Named-object pointing records
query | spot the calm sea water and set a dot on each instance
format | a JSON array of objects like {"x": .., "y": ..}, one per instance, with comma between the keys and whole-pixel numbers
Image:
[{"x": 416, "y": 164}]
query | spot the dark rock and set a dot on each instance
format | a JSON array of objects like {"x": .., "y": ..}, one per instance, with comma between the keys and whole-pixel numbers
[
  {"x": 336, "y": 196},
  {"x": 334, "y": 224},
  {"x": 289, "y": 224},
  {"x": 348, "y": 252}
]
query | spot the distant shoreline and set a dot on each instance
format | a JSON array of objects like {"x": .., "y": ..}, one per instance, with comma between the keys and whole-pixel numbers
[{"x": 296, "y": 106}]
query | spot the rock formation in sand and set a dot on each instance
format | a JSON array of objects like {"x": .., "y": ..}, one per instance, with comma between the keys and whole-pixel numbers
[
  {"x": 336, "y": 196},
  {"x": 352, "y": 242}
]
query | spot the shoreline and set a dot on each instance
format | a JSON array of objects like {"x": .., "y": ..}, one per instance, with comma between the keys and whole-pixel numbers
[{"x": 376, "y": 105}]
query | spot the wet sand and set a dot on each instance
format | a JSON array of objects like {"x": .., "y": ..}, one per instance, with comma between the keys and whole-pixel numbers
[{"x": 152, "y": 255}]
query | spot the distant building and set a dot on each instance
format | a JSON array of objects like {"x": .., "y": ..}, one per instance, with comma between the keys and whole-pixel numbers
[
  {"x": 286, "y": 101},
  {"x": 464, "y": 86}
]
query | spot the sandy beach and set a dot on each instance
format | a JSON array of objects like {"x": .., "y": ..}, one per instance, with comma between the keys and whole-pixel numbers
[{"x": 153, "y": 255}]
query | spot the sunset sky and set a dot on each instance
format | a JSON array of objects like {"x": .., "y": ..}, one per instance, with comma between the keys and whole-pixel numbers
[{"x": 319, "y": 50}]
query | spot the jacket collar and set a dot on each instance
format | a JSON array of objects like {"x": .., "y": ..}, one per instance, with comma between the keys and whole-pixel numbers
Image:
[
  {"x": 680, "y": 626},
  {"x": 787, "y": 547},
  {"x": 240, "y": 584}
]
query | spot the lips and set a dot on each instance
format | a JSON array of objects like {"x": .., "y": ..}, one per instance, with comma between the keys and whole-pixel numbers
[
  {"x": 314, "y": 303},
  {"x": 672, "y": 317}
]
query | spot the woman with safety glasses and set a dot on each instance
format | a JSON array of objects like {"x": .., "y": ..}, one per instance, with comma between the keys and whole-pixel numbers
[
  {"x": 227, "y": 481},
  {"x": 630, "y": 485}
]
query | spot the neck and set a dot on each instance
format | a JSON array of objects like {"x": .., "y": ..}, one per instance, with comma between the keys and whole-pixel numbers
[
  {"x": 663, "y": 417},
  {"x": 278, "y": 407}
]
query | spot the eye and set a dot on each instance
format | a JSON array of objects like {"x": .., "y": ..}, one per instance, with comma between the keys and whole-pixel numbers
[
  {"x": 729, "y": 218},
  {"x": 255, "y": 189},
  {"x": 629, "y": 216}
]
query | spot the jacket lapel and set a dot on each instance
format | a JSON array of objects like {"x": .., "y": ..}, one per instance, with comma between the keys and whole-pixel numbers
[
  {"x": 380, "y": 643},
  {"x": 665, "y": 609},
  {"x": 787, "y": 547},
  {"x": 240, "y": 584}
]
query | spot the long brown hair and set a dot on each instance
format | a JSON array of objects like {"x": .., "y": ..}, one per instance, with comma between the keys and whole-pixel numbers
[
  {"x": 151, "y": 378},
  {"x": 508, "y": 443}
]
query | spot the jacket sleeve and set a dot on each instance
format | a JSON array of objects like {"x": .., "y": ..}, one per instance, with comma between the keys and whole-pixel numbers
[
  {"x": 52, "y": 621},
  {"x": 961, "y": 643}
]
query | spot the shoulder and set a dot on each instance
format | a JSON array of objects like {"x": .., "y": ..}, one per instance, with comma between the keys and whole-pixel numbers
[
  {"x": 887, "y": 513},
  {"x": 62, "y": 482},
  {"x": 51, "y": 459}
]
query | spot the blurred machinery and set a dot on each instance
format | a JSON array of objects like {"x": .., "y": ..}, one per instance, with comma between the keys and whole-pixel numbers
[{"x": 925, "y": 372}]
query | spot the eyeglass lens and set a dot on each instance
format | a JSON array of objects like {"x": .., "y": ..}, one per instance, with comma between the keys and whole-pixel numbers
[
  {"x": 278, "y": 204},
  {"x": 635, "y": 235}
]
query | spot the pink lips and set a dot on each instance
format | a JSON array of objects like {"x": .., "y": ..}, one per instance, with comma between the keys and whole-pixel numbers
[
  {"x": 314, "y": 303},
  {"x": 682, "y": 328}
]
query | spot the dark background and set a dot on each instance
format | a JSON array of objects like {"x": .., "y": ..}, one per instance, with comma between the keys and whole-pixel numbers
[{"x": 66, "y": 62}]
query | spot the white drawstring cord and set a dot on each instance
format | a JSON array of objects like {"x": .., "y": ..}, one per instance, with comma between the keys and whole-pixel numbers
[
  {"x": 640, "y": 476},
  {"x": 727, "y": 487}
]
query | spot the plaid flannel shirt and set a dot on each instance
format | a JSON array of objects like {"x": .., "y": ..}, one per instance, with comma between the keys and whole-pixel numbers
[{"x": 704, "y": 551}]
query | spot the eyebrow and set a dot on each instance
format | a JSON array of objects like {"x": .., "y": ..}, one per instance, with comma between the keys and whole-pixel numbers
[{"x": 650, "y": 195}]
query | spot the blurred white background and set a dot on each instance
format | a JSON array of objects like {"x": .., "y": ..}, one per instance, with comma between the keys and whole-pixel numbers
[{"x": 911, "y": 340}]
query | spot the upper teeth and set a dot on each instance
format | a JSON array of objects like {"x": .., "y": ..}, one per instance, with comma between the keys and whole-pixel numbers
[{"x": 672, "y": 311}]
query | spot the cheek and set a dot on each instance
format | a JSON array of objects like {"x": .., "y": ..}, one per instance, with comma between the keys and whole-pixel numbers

YOUR OBJECTIVE
Write the data back out verbatim.

TASK RESULT
query | spot the calm sea water and set a dot on each instance
format | a JSON array of objects like {"x": .., "y": ..}, one per instance, with comma between the keys and whole-pixel numbers
Image:
[{"x": 416, "y": 164}]
query | spot the dark rock and set a dot on each instance
format | a JSON array of objects like {"x": .., "y": ..}, one per instance, with comma between the keys and whole-pixel numbers
[
  {"x": 336, "y": 196},
  {"x": 334, "y": 224},
  {"x": 289, "y": 224},
  {"x": 348, "y": 252}
]
query | spot the distant shoreline and set a dot on each instance
format | a JSON array of objects like {"x": .., "y": ..}, one per instance, with comma between the keys and whole-pixel numbers
[{"x": 296, "y": 106}]
query | spot the rock formation in sand and set a dot on each instance
format | a JSON array of objects like {"x": .., "y": ..}, one per instance, with comma between the keys and whole-pixel numbers
[
  {"x": 336, "y": 196},
  {"x": 352, "y": 242}
]
query | spot the shoreline and set a dot on each instance
format | a JSON array of objects like {"x": .., "y": ..}, one per instance, with comma between the keys and whole-pixel numbers
[{"x": 376, "y": 105}]
query | spot the wet sand and set a dot on each instance
format | a JSON array of objects like {"x": .., "y": ..}, one per instance, with comma between the keys and whole-pixel numbers
[{"x": 152, "y": 255}]
query | spot the distant building and set a dot on each instance
format | a JSON array of objects like {"x": .., "y": ..}, one per instance, with comma between the keys and whole-pixel numbers
[
  {"x": 286, "y": 101},
  {"x": 464, "y": 86}
]
query | spot the sandy beach and set a dot on each instance
format | a JSON array of objects like {"x": .., "y": ..}, one per instance, with comma between the keys and whole-pixel numbers
[{"x": 153, "y": 255}]
query | spot the sunset sky and set a dot on each instance
format | a JSON array of objects like {"x": .., "y": ..}, one per instance, with comma between the keys and whole-pixel numbers
[{"x": 319, "y": 50}]
query | spot the jacket collar and set a dot on each instance
format | a JSON array of objects like {"x": .., "y": ..}, one per instance, with comma between the keys and whole-pixel numbers
Image:
[
  {"x": 680, "y": 626},
  {"x": 787, "y": 547},
  {"x": 240, "y": 584}
]
query | spot the lips and set a dot on each instance
format | a JSON array of objects like {"x": .., "y": ..}, one per instance, with comma between the keys and whole-pixel numbers
[
  {"x": 314, "y": 303},
  {"x": 672, "y": 317}
]
query | spot the woman with safety glasses and set a dot on each instance
format | a JSON array of objects like {"x": .., "y": ..}, one per instance, with comma between the keys and whole-pixel numbers
[
  {"x": 227, "y": 481},
  {"x": 630, "y": 485}
]
query | spot the neck and set a dot on each instance
format | a JSON array of objects like {"x": .., "y": ..}, one per instance, with comma between the keys and whole-pixel numbers
[
  {"x": 663, "y": 417},
  {"x": 278, "y": 407}
]
query | spot the eye and set a dot on each instance
format | a JSON array of objects like {"x": .., "y": ..}, one per instance, with comma between the keys and whole-pixel numbers
[
  {"x": 729, "y": 218},
  {"x": 255, "y": 189},
  {"x": 629, "y": 216}
]
query | spot the jacket lapel and set a dot on each instance
format | a JSON array of objects like {"x": .., "y": ..}, one per instance, with comma between the keys and whole-pixel numbers
[
  {"x": 380, "y": 643},
  {"x": 665, "y": 609},
  {"x": 787, "y": 547},
  {"x": 240, "y": 584}
]
query | spot the long brown hair and set a dot on each instance
format | a JSON array of objects like {"x": .., "y": ..}, one per instance, with comma between the keys and whole-pixel numbers
[
  {"x": 151, "y": 378},
  {"x": 508, "y": 443}
]
query | spot the jacket sleeve and set a dot on each instance
format | a JSON array of objects like {"x": .., "y": ..}, one per instance, with comma between the keys and whole-pixel numbers
[
  {"x": 52, "y": 621},
  {"x": 961, "y": 643}
]
query | spot the shoulder and set a dot on each instance
format | a JSON array of objects like {"x": .., "y": ..}, one per instance, with comma between the keys and whole-pixel numbers
[
  {"x": 887, "y": 513},
  {"x": 62, "y": 482},
  {"x": 51, "y": 459}
]
query | spot the blurred machinery and set a dot on each instance
format | a JSON array of objects like {"x": .., "y": ..}, one per instance, with comma between the keys and whole-pixel numbers
[{"x": 925, "y": 372}]
query | spot the eyeglass lens and set a dot on each instance
format | a JSON array of objects like {"x": .., "y": ..}, one per instance, with comma between the keys and whole-pixel numbers
[
  {"x": 278, "y": 204},
  {"x": 635, "y": 235}
]
query | spot the pink lips and set a dot on each instance
format | a JSON array of objects like {"x": .., "y": ..}, one per instance, with comma between the keys and whole-pixel numbers
[
  {"x": 314, "y": 303},
  {"x": 682, "y": 328}
]
query | spot the dark background and set a dot on each instance
format | a JSON array of objects like {"x": .., "y": ..}, one per instance, with comma between the keys and whole-pixel numbers
[{"x": 66, "y": 62}]
query | spot the white drawstring cord and set a dot on each instance
format | a JSON array of objects like {"x": .., "y": ..}, one per instance, with comma between the keys and whole-pixel numbers
[
  {"x": 640, "y": 476},
  {"x": 727, "y": 487}
]
query | spot the plaid flannel shirt and set a dot on each instance
format | a JSON array of objects like {"x": .., "y": ..}, one per instance, with comma between the keys and whole-pixel numbers
[{"x": 704, "y": 551}]
query | spot the eyebrow and set a dot on each instance
format | a JSON array of objects like {"x": .., "y": ..}, one per instance, with comma between the keys and whole-pixel numbers
[{"x": 650, "y": 195}]
query | spot the blurred white background and set a dot on each instance
format | a JSON array of objects like {"x": .., "y": ..}, one per instance, with comma between the keys and whole-pixel numbers
[{"x": 911, "y": 340}]
query | spot the upper teeth and set a dot on each instance
format | a JSON array of objects like {"x": .., "y": ..}, one per instance, with comma between the keys and whole-pixel numbers
[{"x": 672, "y": 311}]
query | spot the cheek and set a dot on each instance
format | a JSON array of objects like {"x": .., "y": ..}, one per instance, with comma between the keys and whole-pixel numbers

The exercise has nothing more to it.